From e9817461badb625aee8f16ed6471474db8891b32 Mon Sep 17 00:00:00 2001
From: xxi <95731198+xxi-nv@users.noreply.github.com>
Date: Wed, 14 Jan 2026 18:33:45 +0800
Subject: [PATCH] =?UTF-8?q?[None][chore]=20improve=20the=20readability=20o?=
 =?UTF-8?q?f=20log=20for=20cutlass=20can=20only=20sup=E2=80=A6=20(#10630)?=
MIME-Version: 1.0
Content-Type: text/plain; charset=UTF-8
Content-Transfer-Encoding: 8bit

Signed-off-by: xxi <xxi@nvidia.com>
---
 .../_torch/custom_ops/torch_custom_ops.py     | 27 +++++++++++++------
 1 file changed, 19 insertions(+), 8 deletions(-)

diff --git a/tensorrt_llm/_torch/custom_ops/torch_custom_ops.py b/tensorrt_llm/_torch/custom_ops/torch_custom_ops.py
index 06e93eb3e5..9410efc067 100644
--- a/tensorrt_llm/_torch/custom_ops/torch_custom_ops.py
+++ b/tensorrt_llm/_torch/custom_ops/torch_custom_ops.py
@@ -252,14 +252,25 @@ def fused_moe(
     )

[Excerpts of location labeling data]
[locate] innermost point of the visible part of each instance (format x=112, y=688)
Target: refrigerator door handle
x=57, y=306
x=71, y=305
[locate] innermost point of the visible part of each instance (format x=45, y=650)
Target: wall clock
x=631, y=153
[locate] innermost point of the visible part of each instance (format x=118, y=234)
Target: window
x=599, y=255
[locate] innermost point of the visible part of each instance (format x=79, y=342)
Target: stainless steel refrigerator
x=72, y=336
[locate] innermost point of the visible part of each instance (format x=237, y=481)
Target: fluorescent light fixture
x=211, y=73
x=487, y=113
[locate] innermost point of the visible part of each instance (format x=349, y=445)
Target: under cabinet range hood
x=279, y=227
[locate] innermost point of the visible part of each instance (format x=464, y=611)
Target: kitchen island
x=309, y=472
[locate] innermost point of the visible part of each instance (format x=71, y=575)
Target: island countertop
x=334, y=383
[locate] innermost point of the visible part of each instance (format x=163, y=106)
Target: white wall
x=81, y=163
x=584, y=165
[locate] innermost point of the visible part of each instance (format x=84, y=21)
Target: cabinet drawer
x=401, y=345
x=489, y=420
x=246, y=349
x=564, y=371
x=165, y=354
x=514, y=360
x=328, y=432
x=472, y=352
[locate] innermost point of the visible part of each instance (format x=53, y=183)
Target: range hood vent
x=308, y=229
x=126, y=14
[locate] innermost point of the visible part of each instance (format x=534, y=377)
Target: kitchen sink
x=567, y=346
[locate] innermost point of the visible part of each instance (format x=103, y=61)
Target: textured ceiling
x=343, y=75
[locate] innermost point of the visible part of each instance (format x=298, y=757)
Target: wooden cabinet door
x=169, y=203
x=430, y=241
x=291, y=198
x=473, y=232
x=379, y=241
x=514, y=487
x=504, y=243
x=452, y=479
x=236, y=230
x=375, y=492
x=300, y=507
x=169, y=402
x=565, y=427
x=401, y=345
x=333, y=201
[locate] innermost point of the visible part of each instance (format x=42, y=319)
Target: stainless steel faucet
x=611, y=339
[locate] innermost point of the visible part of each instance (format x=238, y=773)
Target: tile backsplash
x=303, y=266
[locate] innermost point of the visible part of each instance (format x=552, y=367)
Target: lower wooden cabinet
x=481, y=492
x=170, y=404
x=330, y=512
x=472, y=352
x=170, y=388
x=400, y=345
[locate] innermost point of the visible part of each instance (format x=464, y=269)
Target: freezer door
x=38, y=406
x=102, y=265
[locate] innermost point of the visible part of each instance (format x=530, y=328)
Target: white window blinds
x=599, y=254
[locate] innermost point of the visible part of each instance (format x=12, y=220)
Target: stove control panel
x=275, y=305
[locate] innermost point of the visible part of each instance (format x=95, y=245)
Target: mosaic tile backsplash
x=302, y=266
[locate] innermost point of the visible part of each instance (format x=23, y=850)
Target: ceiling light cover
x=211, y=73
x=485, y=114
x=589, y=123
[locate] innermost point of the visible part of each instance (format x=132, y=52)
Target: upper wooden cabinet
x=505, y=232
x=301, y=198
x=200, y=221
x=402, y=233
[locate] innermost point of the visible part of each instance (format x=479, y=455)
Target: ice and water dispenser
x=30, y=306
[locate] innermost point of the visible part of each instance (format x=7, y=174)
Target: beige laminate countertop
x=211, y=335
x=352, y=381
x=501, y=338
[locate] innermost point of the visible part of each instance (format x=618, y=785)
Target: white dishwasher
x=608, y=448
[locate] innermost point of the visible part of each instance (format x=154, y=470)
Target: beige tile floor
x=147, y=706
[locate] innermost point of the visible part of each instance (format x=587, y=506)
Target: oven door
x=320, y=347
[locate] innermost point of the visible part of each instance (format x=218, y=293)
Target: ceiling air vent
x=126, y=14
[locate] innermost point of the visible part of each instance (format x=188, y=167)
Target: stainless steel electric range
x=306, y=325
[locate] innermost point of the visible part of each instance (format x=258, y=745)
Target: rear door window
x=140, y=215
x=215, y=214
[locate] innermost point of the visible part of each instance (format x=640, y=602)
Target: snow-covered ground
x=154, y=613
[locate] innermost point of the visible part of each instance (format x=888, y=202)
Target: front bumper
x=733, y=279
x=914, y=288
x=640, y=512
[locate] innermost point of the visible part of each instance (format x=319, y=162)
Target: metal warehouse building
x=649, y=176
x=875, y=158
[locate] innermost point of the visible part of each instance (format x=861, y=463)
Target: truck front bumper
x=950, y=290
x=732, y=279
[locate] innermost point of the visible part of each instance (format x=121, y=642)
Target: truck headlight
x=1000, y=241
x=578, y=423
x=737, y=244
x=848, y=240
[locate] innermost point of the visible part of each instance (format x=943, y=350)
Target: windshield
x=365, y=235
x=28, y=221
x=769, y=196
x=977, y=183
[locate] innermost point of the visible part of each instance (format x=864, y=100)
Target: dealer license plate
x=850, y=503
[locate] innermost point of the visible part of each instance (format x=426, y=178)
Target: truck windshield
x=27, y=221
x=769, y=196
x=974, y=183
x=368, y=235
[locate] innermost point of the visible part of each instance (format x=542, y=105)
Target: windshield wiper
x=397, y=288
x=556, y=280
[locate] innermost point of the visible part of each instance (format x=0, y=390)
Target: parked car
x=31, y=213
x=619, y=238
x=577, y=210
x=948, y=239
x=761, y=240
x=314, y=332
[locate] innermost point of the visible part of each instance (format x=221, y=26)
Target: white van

To be done:
(1) Answer these questions from the patch:
(a) What date and time appear in its header?
(b) How many insertions and deletions does its change summary report?
(c) Which function name appears in its hunk header?
(2) Decide whether each statement agrees with the patch, answering yes or no and quoting the words that settle it:
(a) The patch changes more than one file.
(b) The Signed-off-by line gives an nvidia.com address.
(c) The hunk begins at line 252 in both the old and the new version of the file.
(3) Copy the patch text between "Signed-off-by: xxi <xxi@nvidia.com>" and "insertions(+), 8 deletions(-)", inclusive.
The listing is not needed for any of this work.

Results:
(1)
(a) Wed, 14 Jan 2026 18:33:45 +0800
(b) 19 insertions and 8 deletions
(c) fused_moe

(2)
(a) No: "1 file changed, 19 insertions(+), 8 deletions(-)"
(b) Yes: "Signed-off-by: xxi <xxi@nvidia.com>"
(c) Yes: "@@ -252,14 +252,25 @@"

(3)
Signed-off-by: xxi <xxi@nvidia.com>
---
 .../_torch/custom_ops/torch_custom_ops.py     | 27 +++++++++++++------
 1 file changed, 19 insertions(+), 8 deletions(-)